Requirements:
Update the records below by replacing "Annotation pass 2" with "Annotation pass 3" wherever it occurs, changing nothing else, and leave the pictures out of your answer.

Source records
---------------

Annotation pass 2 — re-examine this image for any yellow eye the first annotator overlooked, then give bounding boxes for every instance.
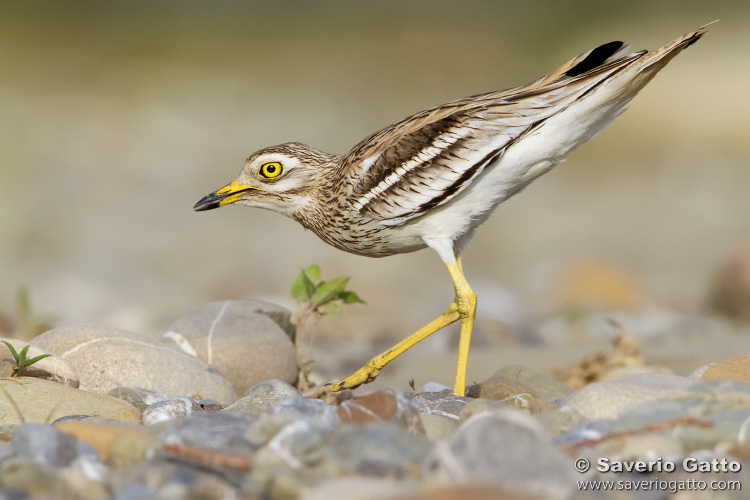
[258,161,284,179]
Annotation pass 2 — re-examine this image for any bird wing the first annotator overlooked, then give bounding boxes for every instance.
[342,24,703,225]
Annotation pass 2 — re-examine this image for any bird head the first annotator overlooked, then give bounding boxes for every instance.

---------------

Output below:
Annotation pass 3 — re-examine this image for any yellow eye the first annotator overlooked, then give bounding boxes for every instance.
[258,161,284,179]
Annotation pass 3 — re-examine this image for any bird wing the first annotator overlooked, then give bounding boxes for every instance.
[342,24,703,225]
Annotation pass 3 — re-examine this image for any bird head the first annotator overlooked, then give bounding boxes for every instance.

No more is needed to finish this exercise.